Throughout the records below, find each line holding "green" and copy it.

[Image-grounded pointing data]
◇ ◇ ◇ ◇ ◇ ◇ ◇

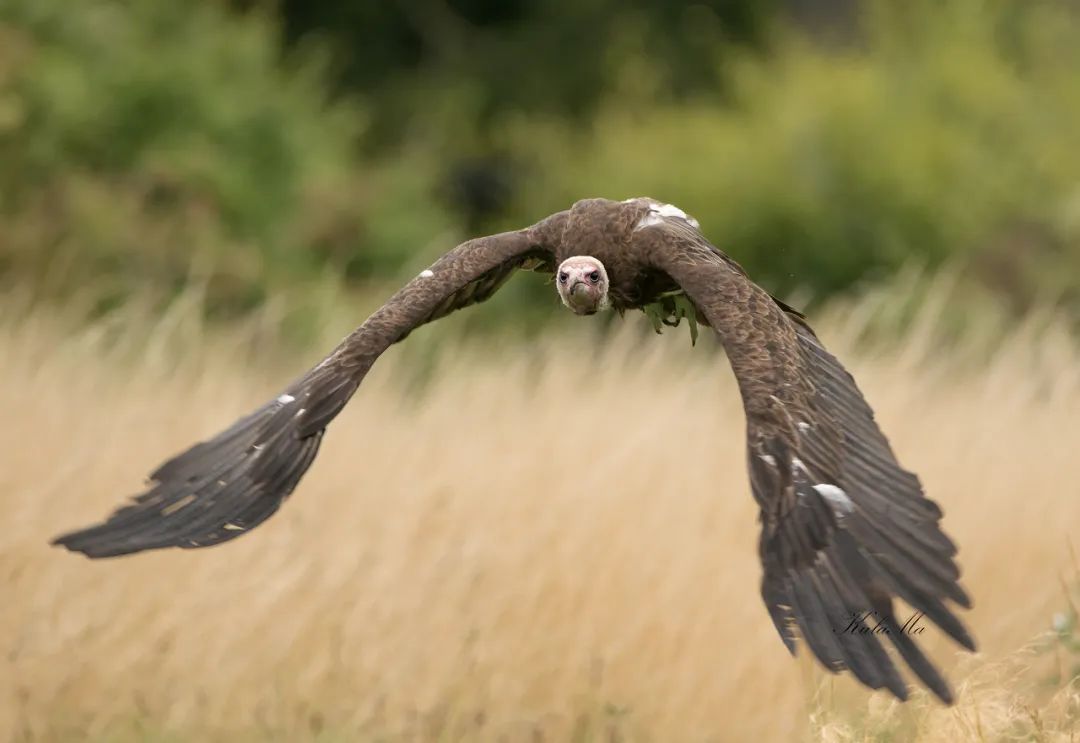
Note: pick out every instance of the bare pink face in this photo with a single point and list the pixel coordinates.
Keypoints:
(582, 284)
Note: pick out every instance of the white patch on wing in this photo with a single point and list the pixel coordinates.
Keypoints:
(837, 498)
(658, 213)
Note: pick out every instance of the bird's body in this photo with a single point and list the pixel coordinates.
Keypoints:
(845, 528)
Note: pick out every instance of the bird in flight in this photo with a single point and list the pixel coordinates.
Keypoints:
(846, 530)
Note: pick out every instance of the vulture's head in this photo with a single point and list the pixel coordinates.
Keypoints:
(582, 284)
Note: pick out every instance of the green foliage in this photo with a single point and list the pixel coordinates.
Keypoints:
(147, 144)
(948, 134)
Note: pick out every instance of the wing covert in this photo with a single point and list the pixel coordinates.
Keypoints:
(845, 528)
(226, 486)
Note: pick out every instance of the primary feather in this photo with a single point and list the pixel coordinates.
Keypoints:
(845, 528)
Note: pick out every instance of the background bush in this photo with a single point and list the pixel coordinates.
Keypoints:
(145, 145)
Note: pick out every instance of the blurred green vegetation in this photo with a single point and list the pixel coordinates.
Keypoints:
(259, 151)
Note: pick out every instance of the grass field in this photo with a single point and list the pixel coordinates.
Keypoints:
(548, 541)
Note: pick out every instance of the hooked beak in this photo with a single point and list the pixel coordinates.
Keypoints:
(581, 298)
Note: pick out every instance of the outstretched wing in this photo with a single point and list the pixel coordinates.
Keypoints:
(223, 487)
(845, 528)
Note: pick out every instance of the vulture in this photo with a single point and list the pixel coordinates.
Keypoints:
(846, 530)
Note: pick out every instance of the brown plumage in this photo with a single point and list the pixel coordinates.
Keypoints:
(845, 529)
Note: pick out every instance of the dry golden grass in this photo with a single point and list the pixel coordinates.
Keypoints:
(555, 541)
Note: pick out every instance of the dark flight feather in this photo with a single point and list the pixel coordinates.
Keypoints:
(845, 528)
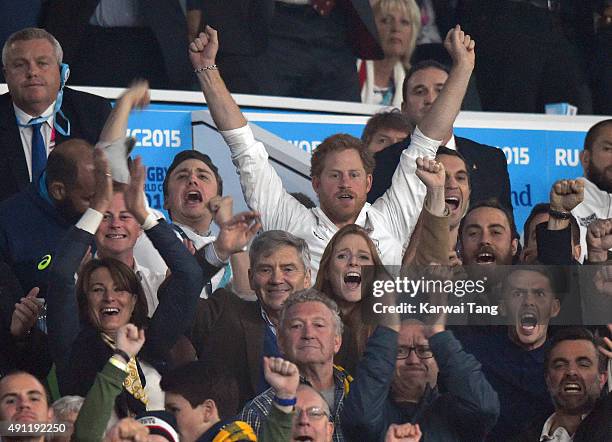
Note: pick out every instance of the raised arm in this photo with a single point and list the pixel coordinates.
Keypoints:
(108, 384)
(365, 407)
(471, 403)
(262, 187)
(438, 122)
(223, 108)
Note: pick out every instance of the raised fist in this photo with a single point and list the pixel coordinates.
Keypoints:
(203, 50)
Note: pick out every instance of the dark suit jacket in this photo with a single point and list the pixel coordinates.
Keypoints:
(229, 332)
(68, 19)
(487, 168)
(87, 114)
(244, 25)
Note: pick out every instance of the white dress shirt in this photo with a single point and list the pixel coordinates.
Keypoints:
(26, 132)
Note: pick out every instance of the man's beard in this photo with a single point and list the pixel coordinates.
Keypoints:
(598, 177)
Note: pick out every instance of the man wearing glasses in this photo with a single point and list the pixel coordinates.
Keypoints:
(398, 380)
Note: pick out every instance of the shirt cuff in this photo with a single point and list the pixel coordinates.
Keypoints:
(211, 256)
(118, 362)
(90, 221)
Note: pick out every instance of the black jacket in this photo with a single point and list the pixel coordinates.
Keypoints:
(487, 168)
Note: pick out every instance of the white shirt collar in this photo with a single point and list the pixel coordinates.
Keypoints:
(559, 435)
(24, 118)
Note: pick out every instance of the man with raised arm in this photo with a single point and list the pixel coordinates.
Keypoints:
(341, 167)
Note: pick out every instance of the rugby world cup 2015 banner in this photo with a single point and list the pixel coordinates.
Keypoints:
(539, 149)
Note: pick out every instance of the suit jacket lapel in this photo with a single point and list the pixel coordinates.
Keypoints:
(11, 140)
(253, 326)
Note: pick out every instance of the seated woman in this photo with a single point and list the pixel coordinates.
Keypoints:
(82, 328)
(342, 278)
(398, 23)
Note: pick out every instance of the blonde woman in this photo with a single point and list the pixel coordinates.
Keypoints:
(398, 23)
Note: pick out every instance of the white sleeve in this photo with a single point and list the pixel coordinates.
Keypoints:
(401, 204)
(262, 187)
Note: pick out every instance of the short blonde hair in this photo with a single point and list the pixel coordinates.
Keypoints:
(411, 10)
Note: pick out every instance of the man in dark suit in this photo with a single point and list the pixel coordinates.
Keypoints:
(32, 60)
(575, 370)
(234, 334)
(290, 48)
(487, 165)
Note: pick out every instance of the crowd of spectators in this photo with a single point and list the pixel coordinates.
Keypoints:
(291, 324)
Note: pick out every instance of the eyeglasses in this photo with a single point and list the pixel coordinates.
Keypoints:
(314, 413)
(422, 351)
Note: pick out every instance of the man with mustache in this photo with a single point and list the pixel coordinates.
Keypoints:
(310, 334)
(575, 376)
(596, 159)
(512, 356)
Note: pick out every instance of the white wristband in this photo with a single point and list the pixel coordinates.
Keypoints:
(149, 222)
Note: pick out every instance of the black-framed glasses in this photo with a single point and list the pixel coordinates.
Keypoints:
(314, 413)
(422, 351)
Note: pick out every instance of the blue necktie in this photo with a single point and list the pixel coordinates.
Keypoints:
(39, 152)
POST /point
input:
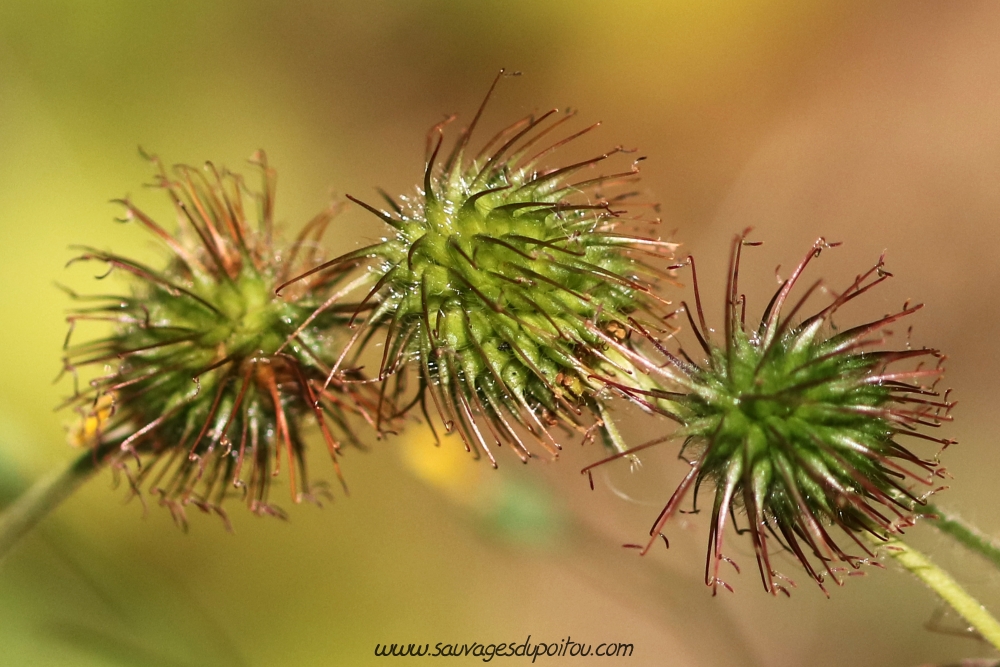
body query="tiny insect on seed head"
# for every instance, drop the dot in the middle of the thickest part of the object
(499, 282)
(801, 425)
(207, 379)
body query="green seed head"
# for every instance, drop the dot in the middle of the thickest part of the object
(498, 281)
(801, 425)
(207, 376)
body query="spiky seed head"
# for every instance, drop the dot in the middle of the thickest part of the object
(207, 377)
(801, 425)
(499, 282)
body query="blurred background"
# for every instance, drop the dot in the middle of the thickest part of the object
(874, 124)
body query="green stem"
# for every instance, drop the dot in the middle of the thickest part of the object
(611, 429)
(44, 496)
(964, 533)
(946, 587)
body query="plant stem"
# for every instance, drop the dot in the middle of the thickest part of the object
(44, 496)
(946, 587)
(964, 533)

◇ ◇ ◇ ◇ ◇ ◇ ◇

**Output of the exercise**
Note: pick out every instance of the green foliage in this photo with a single point and list the pixel coordinates.
Note: pick out every instance of the blurred green vegetation in this photo with a single point and list the pixel coordinates.
body query="green seed head"
body query="green stem"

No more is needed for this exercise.